Stated problem »
Count the lines in the entries below that contain the string "marker", treating uppercase and lowercase as different, and reply with only that number.

___ Raw records ___

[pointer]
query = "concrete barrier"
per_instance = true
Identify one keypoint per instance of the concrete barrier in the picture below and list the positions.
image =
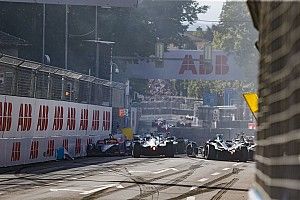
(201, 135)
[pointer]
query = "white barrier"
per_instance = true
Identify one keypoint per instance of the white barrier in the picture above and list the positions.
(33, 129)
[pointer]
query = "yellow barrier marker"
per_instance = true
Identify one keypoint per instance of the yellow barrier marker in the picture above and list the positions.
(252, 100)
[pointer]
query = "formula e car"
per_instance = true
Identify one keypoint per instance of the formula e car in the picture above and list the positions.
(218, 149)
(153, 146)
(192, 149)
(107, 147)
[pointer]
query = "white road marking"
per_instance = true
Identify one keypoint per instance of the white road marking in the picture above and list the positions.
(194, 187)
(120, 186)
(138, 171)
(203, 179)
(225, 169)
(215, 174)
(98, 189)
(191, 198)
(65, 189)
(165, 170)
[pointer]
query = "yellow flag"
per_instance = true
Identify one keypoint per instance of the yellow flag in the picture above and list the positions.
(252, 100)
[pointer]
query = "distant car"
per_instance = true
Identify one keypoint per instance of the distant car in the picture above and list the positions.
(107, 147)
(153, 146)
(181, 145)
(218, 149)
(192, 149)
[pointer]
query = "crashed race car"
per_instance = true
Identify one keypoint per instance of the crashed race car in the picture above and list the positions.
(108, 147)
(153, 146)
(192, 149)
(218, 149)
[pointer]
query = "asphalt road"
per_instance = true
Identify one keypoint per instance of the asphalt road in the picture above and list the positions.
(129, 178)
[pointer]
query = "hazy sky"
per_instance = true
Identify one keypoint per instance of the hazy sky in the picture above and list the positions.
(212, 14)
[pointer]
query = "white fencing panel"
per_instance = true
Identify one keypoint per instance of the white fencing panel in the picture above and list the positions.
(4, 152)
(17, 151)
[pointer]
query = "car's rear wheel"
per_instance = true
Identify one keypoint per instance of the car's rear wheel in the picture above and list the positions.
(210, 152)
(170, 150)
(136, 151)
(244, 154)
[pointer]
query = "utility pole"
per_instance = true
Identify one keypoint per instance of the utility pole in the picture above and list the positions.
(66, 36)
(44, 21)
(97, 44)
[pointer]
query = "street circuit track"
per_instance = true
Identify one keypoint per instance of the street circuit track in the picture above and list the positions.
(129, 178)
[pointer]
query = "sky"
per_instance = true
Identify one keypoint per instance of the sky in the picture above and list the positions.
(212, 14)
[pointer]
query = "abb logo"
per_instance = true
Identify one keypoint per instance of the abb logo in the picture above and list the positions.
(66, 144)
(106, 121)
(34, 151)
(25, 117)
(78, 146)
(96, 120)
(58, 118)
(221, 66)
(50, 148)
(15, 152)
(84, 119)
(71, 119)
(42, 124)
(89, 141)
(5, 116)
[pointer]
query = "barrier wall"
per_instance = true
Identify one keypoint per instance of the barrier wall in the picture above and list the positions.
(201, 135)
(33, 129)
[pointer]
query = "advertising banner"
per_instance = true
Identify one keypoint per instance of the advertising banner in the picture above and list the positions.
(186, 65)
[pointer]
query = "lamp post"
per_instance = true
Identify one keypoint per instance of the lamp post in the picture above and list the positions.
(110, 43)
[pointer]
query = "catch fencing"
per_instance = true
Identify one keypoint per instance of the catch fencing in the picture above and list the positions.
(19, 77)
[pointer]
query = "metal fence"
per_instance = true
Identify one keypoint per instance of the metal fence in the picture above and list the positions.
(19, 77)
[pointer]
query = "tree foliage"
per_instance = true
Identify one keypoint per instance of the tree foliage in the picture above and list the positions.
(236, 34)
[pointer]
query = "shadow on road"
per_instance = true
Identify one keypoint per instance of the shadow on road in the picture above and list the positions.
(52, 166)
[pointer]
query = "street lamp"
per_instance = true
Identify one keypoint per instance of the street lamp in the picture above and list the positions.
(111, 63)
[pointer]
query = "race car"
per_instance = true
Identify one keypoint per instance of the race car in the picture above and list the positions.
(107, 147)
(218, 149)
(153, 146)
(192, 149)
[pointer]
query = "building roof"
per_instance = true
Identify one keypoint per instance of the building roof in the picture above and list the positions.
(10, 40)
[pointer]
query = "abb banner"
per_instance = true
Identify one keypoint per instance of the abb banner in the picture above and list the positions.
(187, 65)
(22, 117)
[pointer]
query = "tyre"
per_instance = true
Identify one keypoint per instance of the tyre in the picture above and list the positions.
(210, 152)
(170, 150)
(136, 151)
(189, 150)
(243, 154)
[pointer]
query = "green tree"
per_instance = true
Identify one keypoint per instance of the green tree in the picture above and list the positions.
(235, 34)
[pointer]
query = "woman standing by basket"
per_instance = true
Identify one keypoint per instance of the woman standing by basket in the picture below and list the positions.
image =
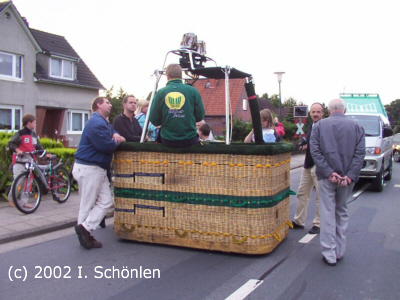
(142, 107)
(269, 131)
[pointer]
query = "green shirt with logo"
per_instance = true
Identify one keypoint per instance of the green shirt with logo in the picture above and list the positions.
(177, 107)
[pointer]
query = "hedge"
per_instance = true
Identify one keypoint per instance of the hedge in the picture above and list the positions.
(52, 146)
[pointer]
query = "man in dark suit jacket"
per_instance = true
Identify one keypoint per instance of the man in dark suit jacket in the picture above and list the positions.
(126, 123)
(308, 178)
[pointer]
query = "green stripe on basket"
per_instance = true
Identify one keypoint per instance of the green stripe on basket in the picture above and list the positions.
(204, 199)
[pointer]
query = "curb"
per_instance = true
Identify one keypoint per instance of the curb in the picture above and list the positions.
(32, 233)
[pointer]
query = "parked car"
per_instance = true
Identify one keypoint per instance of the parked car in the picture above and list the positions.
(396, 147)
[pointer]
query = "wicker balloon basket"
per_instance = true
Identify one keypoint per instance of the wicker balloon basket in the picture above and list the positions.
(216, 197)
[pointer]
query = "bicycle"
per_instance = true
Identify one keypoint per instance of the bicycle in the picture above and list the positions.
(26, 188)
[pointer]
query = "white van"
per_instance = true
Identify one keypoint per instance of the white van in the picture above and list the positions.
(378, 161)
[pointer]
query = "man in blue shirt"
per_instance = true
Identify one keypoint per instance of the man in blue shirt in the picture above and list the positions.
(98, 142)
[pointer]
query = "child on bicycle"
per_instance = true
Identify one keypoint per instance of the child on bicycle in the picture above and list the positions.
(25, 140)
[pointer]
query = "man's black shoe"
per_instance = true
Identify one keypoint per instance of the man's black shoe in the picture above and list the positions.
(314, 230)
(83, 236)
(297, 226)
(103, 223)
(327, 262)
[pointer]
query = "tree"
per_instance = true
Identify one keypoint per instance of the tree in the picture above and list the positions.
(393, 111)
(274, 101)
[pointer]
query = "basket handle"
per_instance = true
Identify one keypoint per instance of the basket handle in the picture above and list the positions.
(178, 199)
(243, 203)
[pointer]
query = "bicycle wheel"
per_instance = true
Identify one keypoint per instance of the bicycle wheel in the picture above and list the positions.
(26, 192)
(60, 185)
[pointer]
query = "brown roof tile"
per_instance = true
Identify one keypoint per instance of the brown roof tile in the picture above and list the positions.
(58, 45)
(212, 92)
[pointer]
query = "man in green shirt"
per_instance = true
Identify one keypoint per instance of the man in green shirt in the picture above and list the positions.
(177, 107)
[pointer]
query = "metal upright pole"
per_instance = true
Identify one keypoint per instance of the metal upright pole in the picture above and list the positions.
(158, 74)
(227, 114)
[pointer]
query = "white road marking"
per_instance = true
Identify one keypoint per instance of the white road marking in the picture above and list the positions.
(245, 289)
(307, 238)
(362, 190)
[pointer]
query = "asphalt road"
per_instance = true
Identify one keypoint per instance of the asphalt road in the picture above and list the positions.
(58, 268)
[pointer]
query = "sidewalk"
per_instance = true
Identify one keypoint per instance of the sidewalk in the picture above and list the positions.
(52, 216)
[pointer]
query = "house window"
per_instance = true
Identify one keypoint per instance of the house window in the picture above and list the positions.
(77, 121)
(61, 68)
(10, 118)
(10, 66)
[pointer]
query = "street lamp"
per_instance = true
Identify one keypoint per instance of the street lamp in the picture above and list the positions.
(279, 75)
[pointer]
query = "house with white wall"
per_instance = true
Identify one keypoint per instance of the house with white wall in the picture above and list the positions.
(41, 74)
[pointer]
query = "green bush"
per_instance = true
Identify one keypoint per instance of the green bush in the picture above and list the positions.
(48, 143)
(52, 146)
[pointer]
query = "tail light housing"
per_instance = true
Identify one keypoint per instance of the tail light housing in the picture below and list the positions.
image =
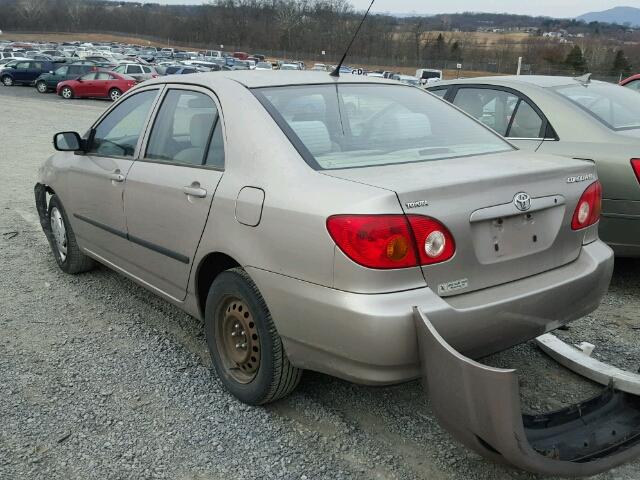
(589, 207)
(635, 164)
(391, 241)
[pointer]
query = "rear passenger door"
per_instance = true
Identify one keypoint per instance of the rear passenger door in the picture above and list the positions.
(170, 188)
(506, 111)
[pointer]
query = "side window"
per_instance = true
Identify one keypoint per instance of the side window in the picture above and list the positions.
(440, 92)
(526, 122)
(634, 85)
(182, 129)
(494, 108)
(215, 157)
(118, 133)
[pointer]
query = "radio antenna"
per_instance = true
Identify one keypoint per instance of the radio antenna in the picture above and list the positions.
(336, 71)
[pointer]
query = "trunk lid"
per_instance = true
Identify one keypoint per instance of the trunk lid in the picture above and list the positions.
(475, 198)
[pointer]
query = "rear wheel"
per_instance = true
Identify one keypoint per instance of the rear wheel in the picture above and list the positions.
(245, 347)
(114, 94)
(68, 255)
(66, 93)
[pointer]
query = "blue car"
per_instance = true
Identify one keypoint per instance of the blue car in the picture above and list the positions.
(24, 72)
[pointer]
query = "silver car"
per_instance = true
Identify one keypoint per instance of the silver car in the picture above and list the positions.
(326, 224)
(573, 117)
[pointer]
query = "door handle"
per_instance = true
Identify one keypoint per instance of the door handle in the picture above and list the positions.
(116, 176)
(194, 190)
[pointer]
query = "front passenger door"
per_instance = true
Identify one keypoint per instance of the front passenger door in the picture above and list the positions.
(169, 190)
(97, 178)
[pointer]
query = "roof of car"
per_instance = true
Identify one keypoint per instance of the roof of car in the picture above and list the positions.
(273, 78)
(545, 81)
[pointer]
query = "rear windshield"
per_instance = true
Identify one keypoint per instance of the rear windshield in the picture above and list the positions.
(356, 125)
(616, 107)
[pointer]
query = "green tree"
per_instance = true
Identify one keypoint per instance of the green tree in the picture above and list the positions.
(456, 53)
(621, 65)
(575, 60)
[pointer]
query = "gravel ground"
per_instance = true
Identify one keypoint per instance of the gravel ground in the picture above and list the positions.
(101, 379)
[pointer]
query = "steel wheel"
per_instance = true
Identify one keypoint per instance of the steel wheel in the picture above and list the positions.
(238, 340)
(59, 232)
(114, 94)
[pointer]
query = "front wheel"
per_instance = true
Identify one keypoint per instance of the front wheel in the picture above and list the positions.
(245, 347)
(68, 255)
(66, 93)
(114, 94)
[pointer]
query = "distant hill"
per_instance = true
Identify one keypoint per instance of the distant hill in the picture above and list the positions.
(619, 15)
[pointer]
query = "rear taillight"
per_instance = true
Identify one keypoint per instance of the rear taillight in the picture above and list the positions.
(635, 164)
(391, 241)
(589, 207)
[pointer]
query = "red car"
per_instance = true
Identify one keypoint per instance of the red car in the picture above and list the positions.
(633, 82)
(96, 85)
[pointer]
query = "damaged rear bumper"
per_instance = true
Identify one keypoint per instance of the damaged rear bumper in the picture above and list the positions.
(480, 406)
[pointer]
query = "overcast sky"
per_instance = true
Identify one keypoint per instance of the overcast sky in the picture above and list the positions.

___

Response to this task »
2